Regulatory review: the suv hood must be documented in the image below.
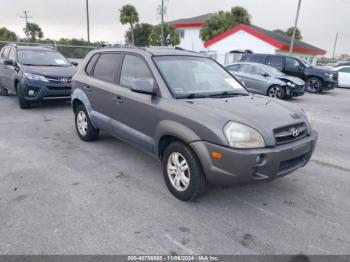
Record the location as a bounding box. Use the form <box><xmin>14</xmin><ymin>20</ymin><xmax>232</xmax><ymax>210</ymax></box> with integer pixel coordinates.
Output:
<box><xmin>182</xmin><ymin>95</ymin><xmax>311</xmax><ymax>146</ymax></box>
<box><xmin>276</xmin><ymin>75</ymin><xmax>305</xmax><ymax>86</ymax></box>
<box><xmin>21</xmin><ymin>65</ymin><xmax>77</xmax><ymax>77</ymax></box>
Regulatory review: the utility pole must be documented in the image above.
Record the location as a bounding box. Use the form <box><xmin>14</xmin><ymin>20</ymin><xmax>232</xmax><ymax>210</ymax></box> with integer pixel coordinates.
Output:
<box><xmin>86</xmin><ymin>0</ymin><xmax>90</xmax><ymax>43</ymax></box>
<box><xmin>19</xmin><ymin>10</ymin><xmax>33</xmax><ymax>42</ymax></box>
<box><xmin>289</xmin><ymin>0</ymin><xmax>301</xmax><ymax>54</ymax></box>
<box><xmin>160</xmin><ymin>0</ymin><xmax>164</xmax><ymax>46</ymax></box>
<box><xmin>332</xmin><ymin>32</ymin><xmax>339</xmax><ymax>59</ymax></box>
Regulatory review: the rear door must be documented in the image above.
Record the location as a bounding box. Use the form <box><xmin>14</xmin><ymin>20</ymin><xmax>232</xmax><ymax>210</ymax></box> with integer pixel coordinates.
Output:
<box><xmin>84</xmin><ymin>52</ymin><xmax>123</xmax><ymax>131</ymax></box>
<box><xmin>338</xmin><ymin>67</ymin><xmax>350</xmax><ymax>87</ymax></box>
<box><xmin>3</xmin><ymin>48</ymin><xmax>18</xmax><ymax>91</ymax></box>
<box><xmin>284</xmin><ymin>57</ymin><xmax>305</xmax><ymax>79</ymax></box>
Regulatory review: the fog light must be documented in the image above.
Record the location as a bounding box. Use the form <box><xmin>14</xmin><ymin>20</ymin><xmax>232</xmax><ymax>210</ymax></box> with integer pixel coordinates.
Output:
<box><xmin>256</xmin><ymin>154</ymin><xmax>266</xmax><ymax>165</ymax></box>
<box><xmin>28</xmin><ymin>90</ymin><xmax>35</xmax><ymax>96</ymax></box>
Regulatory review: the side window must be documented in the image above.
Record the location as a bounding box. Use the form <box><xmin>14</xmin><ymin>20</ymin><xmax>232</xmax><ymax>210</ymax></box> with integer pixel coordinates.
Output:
<box><xmin>227</xmin><ymin>65</ymin><xmax>240</xmax><ymax>72</ymax></box>
<box><xmin>9</xmin><ymin>48</ymin><xmax>16</xmax><ymax>61</ymax></box>
<box><xmin>93</xmin><ymin>53</ymin><xmax>122</xmax><ymax>83</ymax></box>
<box><xmin>286</xmin><ymin>57</ymin><xmax>300</xmax><ymax>67</ymax></box>
<box><xmin>120</xmin><ymin>55</ymin><xmax>154</xmax><ymax>88</ymax></box>
<box><xmin>1</xmin><ymin>47</ymin><xmax>11</xmax><ymax>59</ymax></box>
<box><xmin>85</xmin><ymin>54</ymin><xmax>100</xmax><ymax>75</ymax></box>
<box><xmin>266</xmin><ymin>56</ymin><xmax>283</xmax><ymax>66</ymax></box>
<box><xmin>339</xmin><ymin>67</ymin><xmax>350</xmax><ymax>73</ymax></box>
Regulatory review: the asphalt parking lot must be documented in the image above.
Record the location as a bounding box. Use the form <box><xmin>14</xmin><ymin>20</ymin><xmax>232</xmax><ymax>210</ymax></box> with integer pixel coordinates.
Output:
<box><xmin>0</xmin><ymin>89</ymin><xmax>350</xmax><ymax>255</ymax></box>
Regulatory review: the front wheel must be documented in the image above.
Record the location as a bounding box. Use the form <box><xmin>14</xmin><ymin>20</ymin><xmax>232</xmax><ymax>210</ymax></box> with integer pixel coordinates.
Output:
<box><xmin>75</xmin><ymin>105</ymin><xmax>100</xmax><ymax>141</ymax></box>
<box><xmin>306</xmin><ymin>77</ymin><xmax>322</xmax><ymax>94</ymax></box>
<box><xmin>0</xmin><ymin>87</ymin><xmax>9</xmax><ymax>96</ymax></box>
<box><xmin>16</xmin><ymin>84</ymin><xmax>30</xmax><ymax>109</ymax></box>
<box><xmin>267</xmin><ymin>85</ymin><xmax>285</xmax><ymax>99</ymax></box>
<box><xmin>162</xmin><ymin>142</ymin><xmax>207</xmax><ymax>201</ymax></box>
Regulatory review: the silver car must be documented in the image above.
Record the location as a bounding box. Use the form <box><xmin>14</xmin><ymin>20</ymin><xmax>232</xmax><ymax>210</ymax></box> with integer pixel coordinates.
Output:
<box><xmin>226</xmin><ymin>63</ymin><xmax>305</xmax><ymax>99</ymax></box>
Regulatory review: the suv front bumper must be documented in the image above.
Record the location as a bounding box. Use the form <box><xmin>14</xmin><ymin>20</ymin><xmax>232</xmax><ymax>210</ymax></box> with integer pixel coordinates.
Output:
<box><xmin>21</xmin><ymin>80</ymin><xmax>72</xmax><ymax>102</ymax></box>
<box><xmin>190</xmin><ymin>131</ymin><xmax>317</xmax><ymax>186</ymax></box>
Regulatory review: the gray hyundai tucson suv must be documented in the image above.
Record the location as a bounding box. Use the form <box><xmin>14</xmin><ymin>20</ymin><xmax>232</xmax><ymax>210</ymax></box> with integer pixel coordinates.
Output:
<box><xmin>72</xmin><ymin>48</ymin><xmax>317</xmax><ymax>201</ymax></box>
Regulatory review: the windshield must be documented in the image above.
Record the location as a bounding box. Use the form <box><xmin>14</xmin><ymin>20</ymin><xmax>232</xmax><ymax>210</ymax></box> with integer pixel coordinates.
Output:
<box><xmin>154</xmin><ymin>56</ymin><xmax>248</xmax><ymax>98</ymax></box>
<box><xmin>258</xmin><ymin>65</ymin><xmax>285</xmax><ymax>77</ymax></box>
<box><xmin>18</xmin><ymin>50</ymin><xmax>70</xmax><ymax>66</ymax></box>
<box><xmin>299</xmin><ymin>58</ymin><xmax>312</xmax><ymax>67</ymax></box>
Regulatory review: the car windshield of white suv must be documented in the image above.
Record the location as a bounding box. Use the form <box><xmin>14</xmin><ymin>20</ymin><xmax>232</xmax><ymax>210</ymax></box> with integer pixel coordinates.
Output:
<box><xmin>18</xmin><ymin>50</ymin><xmax>70</xmax><ymax>66</ymax></box>
<box><xmin>154</xmin><ymin>56</ymin><xmax>248</xmax><ymax>98</ymax></box>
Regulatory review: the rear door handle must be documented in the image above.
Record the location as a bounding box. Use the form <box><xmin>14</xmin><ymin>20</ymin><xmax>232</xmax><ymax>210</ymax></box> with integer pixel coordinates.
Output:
<box><xmin>85</xmin><ymin>86</ymin><xmax>92</xmax><ymax>92</ymax></box>
<box><xmin>113</xmin><ymin>96</ymin><xmax>123</xmax><ymax>104</ymax></box>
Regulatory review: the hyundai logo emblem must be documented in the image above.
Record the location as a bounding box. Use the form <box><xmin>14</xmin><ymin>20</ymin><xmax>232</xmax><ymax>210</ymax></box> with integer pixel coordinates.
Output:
<box><xmin>61</xmin><ymin>77</ymin><xmax>68</xmax><ymax>84</ymax></box>
<box><xmin>290</xmin><ymin>128</ymin><xmax>299</xmax><ymax>137</ymax></box>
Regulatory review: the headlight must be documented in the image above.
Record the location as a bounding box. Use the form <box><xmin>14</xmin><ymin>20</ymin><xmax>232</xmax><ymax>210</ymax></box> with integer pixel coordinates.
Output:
<box><xmin>304</xmin><ymin>111</ymin><xmax>315</xmax><ymax>129</ymax></box>
<box><xmin>224</xmin><ymin>122</ymin><xmax>265</xmax><ymax>148</ymax></box>
<box><xmin>24</xmin><ymin>73</ymin><xmax>49</xmax><ymax>82</ymax></box>
<box><xmin>325</xmin><ymin>73</ymin><xmax>334</xmax><ymax>79</ymax></box>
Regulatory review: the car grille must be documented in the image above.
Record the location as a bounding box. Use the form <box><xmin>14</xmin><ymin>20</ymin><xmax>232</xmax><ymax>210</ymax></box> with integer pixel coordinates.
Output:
<box><xmin>46</xmin><ymin>86</ymin><xmax>72</xmax><ymax>91</ymax></box>
<box><xmin>278</xmin><ymin>154</ymin><xmax>308</xmax><ymax>173</ymax></box>
<box><xmin>274</xmin><ymin>123</ymin><xmax>307</xmax><ymax>145</ymax></box>
<box><xmin>46</xmin><ymin>76</ymin><xmax>72</xmax><ymax>84</ymax></box>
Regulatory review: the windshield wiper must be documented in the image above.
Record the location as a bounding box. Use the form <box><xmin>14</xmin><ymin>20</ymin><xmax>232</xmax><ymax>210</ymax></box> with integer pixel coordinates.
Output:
<box><xmin>178</xmin><ymin>93</ymin><xmax>208</xmax><ymax>99</ymax></box>
<box><xmin>208</xmin><ymin>91</ymin><xmax>248</xmax><ymax>98</ymax></box>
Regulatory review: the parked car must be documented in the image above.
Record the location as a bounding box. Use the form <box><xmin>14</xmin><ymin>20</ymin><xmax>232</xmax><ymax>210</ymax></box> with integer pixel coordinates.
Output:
<box><xmin>0</xmin><ymin>45</ymin><xmax>77</xmax><ymax>109</ymax></box>
<box><xmin>241</xmin><ymin>54</ymin><xmax>338</xmax><ymax>93</ymax></box>
<box><xmin>226</xmin><ymin>62</ymin><xmax>305</xmax><ymax>99</ymax></box>
<box><xmin>334</xmin><ymin>65</ymin><xmax>350</xmax><ymax>88</ymax></box>
<box><xmin>72</xmin><ymin>48</ymin><xmax>317</xmax><ymax>201</ymax></box>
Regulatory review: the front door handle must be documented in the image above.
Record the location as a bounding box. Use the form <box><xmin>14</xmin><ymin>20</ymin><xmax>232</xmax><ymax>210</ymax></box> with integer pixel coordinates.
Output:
<box><xmin>85</xmin><ymin>86</ymin><xmax>92</xmax><ymax>92</ymax></box>
<box><xmin>113</xmin><ymin>96</ymin><xmax>123</xmax><ymax>104</ymax></box>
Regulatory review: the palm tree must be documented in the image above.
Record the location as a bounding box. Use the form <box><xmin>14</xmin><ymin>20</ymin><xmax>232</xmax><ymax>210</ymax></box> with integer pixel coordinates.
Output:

* _Exercise objective_
Copy the material again, starting at the line that contains "Regulatory review: the parked" and ending at the last line of the material, replacing "Regulatory review" with "Compliance check" and leaving everything else unchanged.

* _Exercise output_
Compliance check: the parked car must be documented in the image above.
Record the location as a bounding box. Use the form <box><xmin>14</xmin><ymin>20</ymin><xmax>232</xmax><ymax>210</ymax></box> with integer pixel coordinates.
Output:
<box><xmin>0</xmin><ymin>45</ymin><xmax>77</xmax><ymax>109</ymax></box>
<box><xmin>241</xmin><ymin>54</ymin><xmax>338</xmax><ymax>93</ymax></box>
<box><xmin>226</xmin><ymin>62</ymin><xmax>305</xmax><ymax>99</ymax></box>
<box><xmin>334</xmin><ymin>65</ymin><xmax>350</xmax><ymax>88</ymax></box>
<box><xmin>72</xmin><ymin>48</ymin><xmax>317</xmax><ymax>201</ymax></box>
Compliance check: the front door handle must be documented in the image above.
Record the location as a bounding box. Use the form <box><xmin>14</xmin><ymin>20</ymin><xmax>232</xmax><ymax>210</ymax></box> with integer pixel coordinates.
Output:
<box><xmin>85</xmin><ymin>86</ymin><xmax>92</xmax><ymax>92</ymax></box>
<box><xmin>113</xmin><ymin>96</ymin><xmax>123</xmax><ymax>104</ymax></box>
Compliance check: the palm tree must be documented in the image above.
Record the location as a bounding box. Use the form <box><xmin>14</xmin><ymin>20</ymin><xmax>232</xmax><ymax>210</ymax></box> with integer pixel coordinates.
Output:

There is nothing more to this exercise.